| What you have to do |
Write out each line of the material again, word for word.

(Source records)

☆ ☆ ☆ ☆

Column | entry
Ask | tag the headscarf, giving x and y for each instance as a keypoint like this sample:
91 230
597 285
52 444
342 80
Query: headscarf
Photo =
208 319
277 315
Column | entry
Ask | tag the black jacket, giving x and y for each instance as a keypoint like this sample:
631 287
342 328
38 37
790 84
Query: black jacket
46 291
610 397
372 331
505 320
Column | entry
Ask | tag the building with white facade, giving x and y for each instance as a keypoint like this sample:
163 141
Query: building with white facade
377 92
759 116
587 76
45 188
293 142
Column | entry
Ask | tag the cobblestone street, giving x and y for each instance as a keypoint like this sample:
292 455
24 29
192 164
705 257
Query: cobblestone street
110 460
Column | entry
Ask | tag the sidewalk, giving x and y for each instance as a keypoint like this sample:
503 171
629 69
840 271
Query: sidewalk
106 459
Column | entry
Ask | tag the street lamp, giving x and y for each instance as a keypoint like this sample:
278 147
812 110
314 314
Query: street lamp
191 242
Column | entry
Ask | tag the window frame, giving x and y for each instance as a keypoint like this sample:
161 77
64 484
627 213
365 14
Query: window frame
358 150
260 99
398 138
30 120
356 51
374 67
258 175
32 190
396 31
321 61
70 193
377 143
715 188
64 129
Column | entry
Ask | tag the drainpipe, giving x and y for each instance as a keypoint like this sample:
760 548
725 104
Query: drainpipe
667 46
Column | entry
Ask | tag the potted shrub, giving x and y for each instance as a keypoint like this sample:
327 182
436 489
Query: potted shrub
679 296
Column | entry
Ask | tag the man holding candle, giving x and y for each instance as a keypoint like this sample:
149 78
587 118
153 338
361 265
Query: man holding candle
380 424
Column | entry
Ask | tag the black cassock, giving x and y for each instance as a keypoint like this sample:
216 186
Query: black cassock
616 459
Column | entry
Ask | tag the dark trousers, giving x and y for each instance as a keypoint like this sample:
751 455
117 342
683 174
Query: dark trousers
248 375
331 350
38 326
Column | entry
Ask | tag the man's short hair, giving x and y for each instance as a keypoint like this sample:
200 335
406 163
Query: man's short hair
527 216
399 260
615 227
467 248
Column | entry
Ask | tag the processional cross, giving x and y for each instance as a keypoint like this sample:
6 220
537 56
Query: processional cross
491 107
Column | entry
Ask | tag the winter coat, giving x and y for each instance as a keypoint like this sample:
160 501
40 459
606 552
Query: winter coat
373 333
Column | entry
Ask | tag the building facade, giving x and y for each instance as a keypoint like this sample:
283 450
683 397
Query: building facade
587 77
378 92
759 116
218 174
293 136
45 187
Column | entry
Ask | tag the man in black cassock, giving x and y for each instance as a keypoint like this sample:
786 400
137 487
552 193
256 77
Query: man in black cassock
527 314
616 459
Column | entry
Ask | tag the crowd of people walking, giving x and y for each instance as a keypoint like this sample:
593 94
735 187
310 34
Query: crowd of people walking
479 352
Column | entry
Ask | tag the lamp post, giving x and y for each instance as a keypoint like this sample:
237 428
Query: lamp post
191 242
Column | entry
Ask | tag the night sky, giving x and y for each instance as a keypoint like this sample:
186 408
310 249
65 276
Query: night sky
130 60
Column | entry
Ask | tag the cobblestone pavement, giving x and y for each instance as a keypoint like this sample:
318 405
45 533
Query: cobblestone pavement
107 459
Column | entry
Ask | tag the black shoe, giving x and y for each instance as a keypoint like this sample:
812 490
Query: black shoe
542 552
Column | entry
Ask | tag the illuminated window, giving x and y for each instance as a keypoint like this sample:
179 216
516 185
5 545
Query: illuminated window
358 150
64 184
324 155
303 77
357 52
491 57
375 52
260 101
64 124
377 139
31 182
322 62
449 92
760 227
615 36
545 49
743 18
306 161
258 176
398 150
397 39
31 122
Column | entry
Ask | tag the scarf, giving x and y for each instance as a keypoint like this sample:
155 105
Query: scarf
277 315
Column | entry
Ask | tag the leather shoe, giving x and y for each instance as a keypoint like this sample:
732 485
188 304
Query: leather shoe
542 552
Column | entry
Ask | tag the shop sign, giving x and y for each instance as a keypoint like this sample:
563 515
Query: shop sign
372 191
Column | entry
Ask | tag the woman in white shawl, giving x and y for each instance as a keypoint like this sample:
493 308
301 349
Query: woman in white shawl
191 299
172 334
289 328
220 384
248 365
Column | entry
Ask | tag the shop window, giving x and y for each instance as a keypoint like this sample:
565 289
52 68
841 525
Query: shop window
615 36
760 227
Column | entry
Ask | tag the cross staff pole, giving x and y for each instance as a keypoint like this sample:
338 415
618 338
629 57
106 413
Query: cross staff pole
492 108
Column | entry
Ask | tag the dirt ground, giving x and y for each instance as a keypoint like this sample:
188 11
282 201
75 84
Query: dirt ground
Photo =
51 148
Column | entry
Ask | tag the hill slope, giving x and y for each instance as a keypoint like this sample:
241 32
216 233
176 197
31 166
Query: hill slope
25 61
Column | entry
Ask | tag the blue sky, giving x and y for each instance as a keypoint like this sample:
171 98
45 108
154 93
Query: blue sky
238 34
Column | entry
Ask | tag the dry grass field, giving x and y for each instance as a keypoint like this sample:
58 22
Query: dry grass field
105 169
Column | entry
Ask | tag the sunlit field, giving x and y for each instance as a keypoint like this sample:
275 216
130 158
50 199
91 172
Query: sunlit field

☆ ☆ ☆ ☆

| The completed task |
Column | entry
Ask | tag the headscarf, giving x and y for each instance as a keypoint like this sample:
91 230
597 285
52 444
342 80
Query: headscarf
Photo =
208 319
277 315
Column | entry
Ask | tag the black jacket, giving x and y for each instance as a keypoint like this sample:
631 287
342 328
38 37
790 84
Query: black jacket
46 291
610 397
372 331
505 320
Column | entry
Ask | tag the building with white facade, giving x and y for each instance as a keypoint like this sample:
163 141
Query: building with white facade
377 92
759 116
587 76
45 188
293 142
Column | entry
Ask | tag the cobblestone street, giving x and y for each instance as a keypoint like this sample:
292 455
24 29
192 164
705 257
Query: cobblestone street
110 460
Column | entry
Ask | tag the sidewalk, giving x and y for each instance as a keypoint like this sample:
503 171
629 69
840 271
Query: sidewalk
106 459
Column | entry
Ask | tag the street lamp, giving x and y for each instance as a keypoint like this sample:
278 147
812 110
314 314
Query: street lamp
191 242
Column | entry
Ask | tag the window frame, giving x and y for each instance as a keypoint like this sample:
161 77
64 484
627 213
365 14
Query: window frame
358 150
260 99
398 138
30 120
356 51
374 67
258 175
32 190
396 31
321 61
70 193
377 143
715 188
64 129
Column | entry
Ask | tag the drainpipe, giving x and y for each instance as a keypoint like this sample:
760 548
725 104
Query: drainpipe
667 46
Column | entry
Ask | tag the potted shrub, giving x and y for each instance as a keypoint like this sample:
327 182
436 489
Query: potted shrub
679 296
Column | entry
Ask | tag the man holding candle, giving x and y for each instance as a keypoint like this sample:
149 78
587 118
153 338
361 265
Query: man holding candle
380 424
Column | entry
Ask | tag the black cassock, giving x and y for each instance as a keypoint like this sample:
216 186
Query: black cassock
616 459
Column | entry
Ask | tag the dark trousers, giving x and y for each instance as a keypoint like this sample:
751 455
117 342
683 174
Query: dark trousers
248 375
331 350
38 326
Column | entry
Ask | tag the man's short hair, giving x and y for each instance as a keypoint like this sample:
200 335
406 163
Query: man's short hair
527 216
399 260
615 227
467 248
Column | entry
Ask | tag the processional cross, giving x and y for each instance as a keypoint like this sample:
6 220
537 56
Query: processional cross
491 107
Column | entry
Ask | tag the winter coat, giving x and y for each instance as a keypoint like this sample:
160 501
40 459
606 552
Query: winter coat
373 333
Column | entry
Ask | tag the building facade, giving x and y for each instance as a keypoint like this sample:
283 450
683 397
Query: building facade
587 77
378 92
759 116
218 174
293 136
45 187
Column | entry
Ask | tag the man in black cassock, giving x and y for each instance as a keypoint like this sample:
786 400
137 487
552 193
256 77
Query: man in black cassock
527 314
616 459
Column | entry
Ask | tag the crowd of people walking, giving x and y for each instance as a keypoint like this sample:
593 94
735 187
310 34
Query: crowd of people walking
479 352
Column | entry
Ask | tag the lamp post, giving x and y for each instance as a keypoint like this sample:
237 428
Query: lamp post
191 242
Column | entry
Ask | tag the night sky, giving x and y for each instance as a keypoint like this sample:
186 408
310 249
65 276
Query: night sky
130 60
Column | entry
Ask | tag the cobblestone pavement, giving x and y for each instance as a keypoint like this sample:
318 405
45 533
Query: cobblestone pavement
107 459
Column | entry
Ask | tag the black shoe, giving x and y for each instance as a keypoint like this sample:
812 490
Query: black shoe
542 552
Column | entry
Ask | tag the illuminated window, giving x and y for each instance as a keypoint like this sample:
179 216
516 185
5 545
Query: illuminated window
358 150
64 184
324 155
303 77
357 52
491 57
375 52
260 101
64 124
377 139
31 182
322 62
449 92
760 227
615 36
545 49
743 18
306 161
258 176
398 150
397 39
31 122
Column | entry
Ask | tag the scarf, giving x and y for each instance as a keypoint like this sample:
155 105
Query: scarf
277 315
Column | entry
Ask | tag the leather shoe, giving x and y for each instance as a keypoint like this sample:
732 485
188 304
Query: leather shoe
542 552
Column | entry
Ask | tag the shop sign, giving x and y for each instance as a keypoint like this sample:
563 515
Query: shop sign
372 191
Column | entry
Ask | tag the woman in white shawl, giving x and y for each instance as a keypoint like this sample:
493 308
301 349
Query: woman in white shawl
191 299
172 334
289 328
220 384
248 365
Column | entry
Ask | tag the shop window, giving x and y for each instance as a keypoint like this sample:
565 289
52 68
841 525
Query: shop window
615 36
760 227
Column | entry
Ask | tag the cross staff pole, giving x and y for each instance as a keypoint like this sample:
338 415
618 338
629 57
106 413
Query: cross staff pole
492 108
Column | entry
Ask | tag the dirt ground, giving x and y for each instance as a keypoint like this sample:
188 11
282 201
75 84
Query: dirt ground
Photo =
51 148
Column | entry
Ask | tag the hill slope, giving x and y for each instance as a keypoint like this sample:
241 32
216 233
176 197
31 166
Query: hill slope
25 61
Column | entry
Ask | tag the blue sky, giving x and y for each instance as a keypoint like this sample:
171 98
45 108
154 93
Query: blue sky
238 34
Column | entry
Ask | tag the dry grass field, giving x and y for each instance as a keypoint like this sample:
58 22
Query: dry grass field
105 169
Column | entry
Ask | tag the sunlit field, giving x and y for each instance as a keypoint like this sample:
275 216
130 158
50 199
91 172
Query: sunlit field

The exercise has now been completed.